Excerto da página:
* * * * * * *
25 de Abril? Celebração conjunta de Portugal com ex-colónias faz sentido

O ex-Presidente cabo-verdiano Pedro Pires diz que faz sentido Portugal celebrar o 25 de Abril com as antigas colónias e lembrou que graças à revolução saiu da guerra na Guiné para a assinatura dos acordos de independência.

Dias antes da revolução, tinha escrito num relatório que algo estava para acontecer, recorda, 50 anos depois, numa entrevista à Lusa, em sua casa, na Praia, capital de Cabo Verde.

Era dirigente do Partido Africano da Independência da Guiné e Cabo Verde (PAIGC) e, ao mesmo tempo, membro do Governo guineense (com funções para Cabo Verde), após a declaração unilateral de independência face a Portugal, em setembro de 1973.

Para o antigo primeiro-ministro e Presidente cabo-verdiano, que tem quase 90 anos, o 25 de Abril “não foi surpresa”, tendo em conta a “crise do regime” e as derrotas militares em Guilege, Gadamael e Guidaje, no teatro operacional guineense.

O contexto estava descrito num relatório escrito por Pedro Pires, dias antes do 25 de Abril, a pedido de Aristides Pereira, secretário-geral do PAIGC (que viria a ser o primeiro chefe de Estado cabo-verdiano), ao preparar uma viagem a Moscovo para tratamento médico, mas que podia incluir contactos com militares soviéticos para reforço de armamento.

Pedro Pires terminava o documento de forma premonitória: “qualquer coisa de muito grave irá acontecer em Portugal”.

E aconteceu: “Aristides Pereira regressou [de Moscovo] a 26 de abril, para Conacri, sem poder fazer o tratamento, porque achou que as mudanças eram tais que era preciso estar no seu lugar”, relata.

Passados 50 anos, os países lusófonos são convidados para a celebração na Assembleia da República, em Lisboa, uma “comemoração conjunta que faz sentido”, diz Pedro Pires, porque todas as histórias “têm vários protagonistas” e esta é uma delas.

“O 25 de Abril é produto da derrota na guerra colonial” e do “descalabro a que levou a economia portuguesa”, além do impacto militar e social, refere.

As colónias são protagonistas desta história, mas não só, diz, revelando interesse por “um facto que não tem sido trabalhado: a resistência do povo português à guerra colonial e ao regime” e até o papel dos desertores.
* * * * * * *
(Registos extraídos de uma coleção)
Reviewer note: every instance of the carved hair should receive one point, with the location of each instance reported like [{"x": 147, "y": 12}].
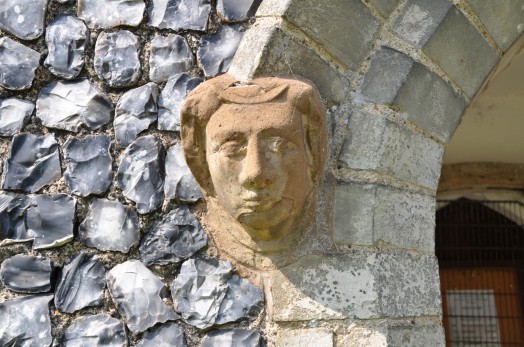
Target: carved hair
[{"x": 209, "y": 96}]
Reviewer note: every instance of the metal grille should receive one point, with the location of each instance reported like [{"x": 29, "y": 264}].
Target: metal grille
[{"x": 480, "y": 248}]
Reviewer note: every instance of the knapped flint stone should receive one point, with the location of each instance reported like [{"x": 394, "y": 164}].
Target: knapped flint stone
[
  {"x": 66, "y": 37},
  {"x": 171, "y": 98},
  {"x": 88, "y": 164},
  {"x": 26, "y": 322},
  {"x": 135, "y": 111},
  {"x": 234, "y": 10},
  {"x": 110, "y": 226},
  {"x": 180, "y": 183},
  {"x": 81, "y": 284},
  {"x": 232, "y": 338},
  {"x": 215, "y": 52},
  {"x": 96, "y": 331},
  {"x": 180, "y": 14},
  {"x": 33, "y": 163},
  {"x": 69, "y": 104},
  {"x": 168, "y": 335},
  {"x": 137, "y": 294},
  {"x": 116, "y": 58},
  {"x": 170, "y": 55},
  {"x": 50, "y": 219},
  {"x": 23, "y": 18},
  {"x": 141, "y": 173},
  {"x": 14, "y": 115},
  {"x": 27, "y": 274},
  {"x": 175, "y": 237},
  {"x": 17, "y": 64}
]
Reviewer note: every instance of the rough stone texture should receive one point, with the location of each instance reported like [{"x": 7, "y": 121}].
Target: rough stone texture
[
  {"x": 26, "y": 322},
  {"x": 365, "y": 213},
  {"x": 135, "y": 111},
  {"x": 27, "y": 274},
  {"x": 391, "y": 148},
  {"x": 304, "y": 337},
  {"x": 171, "y": 99},
  {"x": 180, "y": 183},
  {"x": 33, "y": 163},
  {"x": 387, "y": 70},
  {"x": 88, "y": 164},
  {"x": 116, "y": 58},
  {"x": 66, "y": 37},
  {"x": 430, "y": 102},
  {"x": 110, "y": 226},
  {"x": 170, "y": 55},
  {"x": 503, "y": 21},
  {"x": 69, "y": 104},
  {"x": 81, "y": 284},
  {"x": 137, "y": 294},
  {"x": 232, "y": 338},
  {"x": 175, "y": 237},
  {"x": 141, "y": 173},
  {"x": 419, "y": 19},
  {"x": 180, "y": 14},
  {"x": 216, "y": 51},
  {"x": 466, "y": 58},
  {"x": 111, "y": 13},
  {"x": 362, "y": 285},
  {"x": 14, "y": 115},
  {"x": 17, "y": 64},
  {"x": 23, "y": 18},
  {"x": 96, "y": 330},
  {"x": 168, "y": 335}
]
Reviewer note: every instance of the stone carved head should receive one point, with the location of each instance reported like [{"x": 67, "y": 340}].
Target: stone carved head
* * * * * * *
Usando as informações:
**a.** Responda a estas perguntas sobre o texto acerca de Pedro Pires e do 25 de Abril:
(i) A pedido de quem Pedro Pires escreveu o relatório dias antes do 25 de Abril?
(ii) Onde decorreu a entrevista de Pedro Pires à Lusa?
(iii) Em que mês e ano foi feita a declaração unilateral de independência face a Portugal?
**b.** No texto sobre Pedro Pires e o 25 de Abril, reescreva o trecho que começa em "Dias antes da" e termina em "de Cabo Verde.", trocando "relatório" por "documento".
Os registos não são precisos para resolver as tarefas.

Respostas:
**a.**
(i) A pedido de Aristides Pereira, secretário-geral do PAIGC.
(ii) Em sua casa, na Praia, capital de Cabo Verde.
(iii) Em setembro de 1973.

**b.**
Dias antes da revolução, tinha escrito num documento que algo estava para acontecer, recorda, 50 anos depois, numa entrevista à Lusa, em sua casa, na Praia, capital de Cabo Verde.